━━ VOCI FORNITE
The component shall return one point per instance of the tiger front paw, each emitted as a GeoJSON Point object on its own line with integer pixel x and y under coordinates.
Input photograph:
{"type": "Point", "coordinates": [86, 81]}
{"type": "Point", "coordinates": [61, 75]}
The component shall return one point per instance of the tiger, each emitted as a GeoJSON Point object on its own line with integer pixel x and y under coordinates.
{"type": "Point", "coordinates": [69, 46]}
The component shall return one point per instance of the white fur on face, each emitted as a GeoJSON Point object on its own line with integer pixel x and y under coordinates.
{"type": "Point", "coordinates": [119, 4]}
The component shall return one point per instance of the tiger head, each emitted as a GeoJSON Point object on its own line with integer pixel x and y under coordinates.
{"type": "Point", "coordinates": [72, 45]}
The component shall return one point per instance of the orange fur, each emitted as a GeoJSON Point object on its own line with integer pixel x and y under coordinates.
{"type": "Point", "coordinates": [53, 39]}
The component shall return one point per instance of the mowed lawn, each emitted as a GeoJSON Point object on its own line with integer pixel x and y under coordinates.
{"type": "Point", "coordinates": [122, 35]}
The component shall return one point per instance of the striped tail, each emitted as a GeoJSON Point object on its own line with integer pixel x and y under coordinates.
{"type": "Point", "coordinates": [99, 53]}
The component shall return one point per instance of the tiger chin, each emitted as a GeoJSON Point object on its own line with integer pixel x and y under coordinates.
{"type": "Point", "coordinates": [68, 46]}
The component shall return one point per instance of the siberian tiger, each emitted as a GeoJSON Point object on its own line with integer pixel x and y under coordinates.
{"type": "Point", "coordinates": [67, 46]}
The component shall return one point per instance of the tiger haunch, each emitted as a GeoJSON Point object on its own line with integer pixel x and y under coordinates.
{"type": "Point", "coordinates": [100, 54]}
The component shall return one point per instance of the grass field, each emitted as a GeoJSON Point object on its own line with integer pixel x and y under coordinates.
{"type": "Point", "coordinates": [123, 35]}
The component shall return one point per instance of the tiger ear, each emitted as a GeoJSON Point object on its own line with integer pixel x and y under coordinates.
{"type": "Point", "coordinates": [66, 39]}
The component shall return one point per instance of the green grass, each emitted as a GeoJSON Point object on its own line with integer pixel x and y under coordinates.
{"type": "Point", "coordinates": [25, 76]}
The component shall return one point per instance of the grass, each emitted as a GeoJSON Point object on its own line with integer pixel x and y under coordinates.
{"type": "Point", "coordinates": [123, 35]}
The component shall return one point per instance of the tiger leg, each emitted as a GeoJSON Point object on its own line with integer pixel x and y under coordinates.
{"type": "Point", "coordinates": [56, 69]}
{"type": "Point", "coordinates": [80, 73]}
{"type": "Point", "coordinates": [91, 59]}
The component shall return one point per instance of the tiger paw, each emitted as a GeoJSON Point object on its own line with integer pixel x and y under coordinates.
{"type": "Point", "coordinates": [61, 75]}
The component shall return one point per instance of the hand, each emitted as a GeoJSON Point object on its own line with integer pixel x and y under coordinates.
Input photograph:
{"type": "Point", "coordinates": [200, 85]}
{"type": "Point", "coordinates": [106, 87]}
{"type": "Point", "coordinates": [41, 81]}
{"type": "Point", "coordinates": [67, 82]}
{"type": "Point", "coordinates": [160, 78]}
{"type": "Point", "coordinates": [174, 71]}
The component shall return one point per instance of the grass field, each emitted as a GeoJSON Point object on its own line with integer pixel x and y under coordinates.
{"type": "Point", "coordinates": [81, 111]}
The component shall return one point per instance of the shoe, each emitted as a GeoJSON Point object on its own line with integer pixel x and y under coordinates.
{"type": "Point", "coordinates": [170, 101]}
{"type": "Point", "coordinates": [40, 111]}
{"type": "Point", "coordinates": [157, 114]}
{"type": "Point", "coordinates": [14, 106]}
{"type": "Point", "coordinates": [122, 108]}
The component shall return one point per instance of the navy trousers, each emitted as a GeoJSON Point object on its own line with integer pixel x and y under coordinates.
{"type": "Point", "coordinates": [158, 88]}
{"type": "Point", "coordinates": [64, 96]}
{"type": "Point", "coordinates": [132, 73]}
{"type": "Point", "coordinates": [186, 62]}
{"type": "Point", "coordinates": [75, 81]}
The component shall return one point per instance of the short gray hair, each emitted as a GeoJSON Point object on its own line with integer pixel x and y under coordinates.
━━━━
LAVORO RICHIESTO » Ricopia parola per parola tutti i dati riportati sopra, senza modificarli.

SOLUZIONE SCRITTA »
The component shall return one point per instance of the tiger front paw, each emitted as a GeoJSON Point object on its own line with integer pixel x and y under coordinates.
Input photograph:
{"type": "Point", "coordinates": [86, 81]}
{"type": "Point", "coordinates": [61, 75]}
The component shall return one point per instance of the tiger, each emitted as a GeoJSON Point object on its own line with integer pixel x and y under coordinates.
{"type": "Point", "coordinates": [69, 46]}
The component shall return one point per instance of the white fur on face, each emitted as a GeoJSON Point object on its own line with integer pixel x and y under coordinates.
{"type": "Point", "coordinates": [119, 4]}
The component shall return one point per instance of the tiger head, each emitted as a GeoJSON Point object on its own line with integer pixel x and y under coordinates.
{"type": "Point", "coordinates": [72, 45]}
The component shall return one point per instance of the orange fur, each emitted as a GeoJSON Point object on its own line with integer pixel x and y under coordinates.
{"type": "Point", "coordinates": [53, 39]}
The component shall return one point per instance of the mowed lawn, each emitted as a GeoJSON Point object on its own line with integer pixel x and y under coordinates.
{"type": "Point", "coordinates": [122, 35]}
The component shall return one point per instance of the striped tail, each emitted as a GeoJSON Point object on its own line with integer pixel x and y under coordinates.
{"type": "Point", "coordinates": [99, 53]}
The component shall return one point per instance of the tiger chin, each emitted as a GeoJSON Point object on its own line with integer pixel x and y under coordinates.
{"type": "Point", "coordinates": [68, 46]}
The component shall return one point per instance of the siberian tiger, each emitted as a GeoJSON Point object on its own line with integer pixel x and y under coordinates.
{"type": "Point", "coordinates": [67, 46]}
The component shall return one point per instance of the tiger haunch, each emitted as a GeoJSON Point object on its own line with integer pixel x and y under coordinates.
{"type": "Point", "coordinates": [100, 54]}
The component shall return one point per instance of the grass field, each emitted as a GeoJSON Point object on its own line with integer pixel x and y under coordinates.
{"type": "Point", "coordinates": [123, 35]}
The component shall return one point per instance of the tiger ear, each emitted as a GeoJSON Point object on its own line with integer pixel x and y under coordinates.
{"type": "Point", "coordinates": [66, 39]}
The component shall return one point per instance of the green grass, each emitted as a GeoJSON Point object on its own line with integer pixel x and y under coordinates.
{"type": "Point", "coordinates": [25, 76]}
The component shall return one point per instance of the grass, each emitted as a GeoJSON Point object on its own line with integer pixel x and y under coordinates.
{"type": "Point", "coordinates": [123, 35]}
The component shall return one point per instance of the tiger leg, each emitted as a GeoJSON Point object on its own line with integer pixel x and y under coordinates.
{"type": "Point", "coordinates": [56, 69]}
{"type": "Point", "coordinates": [80, 73]}
{"type": "Point", "coordinates": [91, 59]}
The component shall return one point per instance of the tiger paw, each emitted as a GeoJSON Point object on its own line with integer pixel x and y under coordinates.
{"type": "Point", "coordinates": [61, 75]}
The component shall return one point per instance of the hand, each emitted as a GeoJSON Point object on its own line with integer pixel x and y under coordinates.
Input photograph:
{"type": "Point", "coordinates": [200, 85]}
{"type": "Point", "coordinates": [106, 87]}
{"type": "Point", "coordinates": [41, 81]}
{"type": "Point", "coordinates": [67, 82]}
{"type": "Point", "coordinates": [160, 78]}
{"type": "Point", "coordinates": [174, 71]}
The component shall return one point per instance of the grass field, each emitted as a GeoJSON Point object on its own line with integer pixel x and y under coordinates.
{"type": "Point", "coordinates": [81, 111]}
The component shall return one point per instance of the shoe, each emitted as a GeoJSON Point object on its own line with integer pixel x and y under coordinates.
{"type": "Point", "coordinates": [170, 101]}
{"type": "Point", "coordinates": [40, 111]}
{"type": "Point", "coordinates": [157, 114]}
{"type": "Point", "coordinates": [14, 106]}
{"type": "Point", "coordinates": [122, 108]}
The component shall return one point per instance of the navy trousers, each emitted as a GeoJSON Point object on its own line with integer pixel x and y under coordinates.
{"type": "Point", "coordinates": [158, 88]}
{"type": "Point", "coordinates": [64, 96]}
{"type": "Point", "coordinates": [132, 73]}
{"type": "Point", "coordinates": [186, 62]}
{"type": "Point", "coordinates": [75, 81]}
The component shall return one point per instance of the short gray hair, each emitted as a GeoJSON Point object on its own line with integer pixel x and y under coordinates.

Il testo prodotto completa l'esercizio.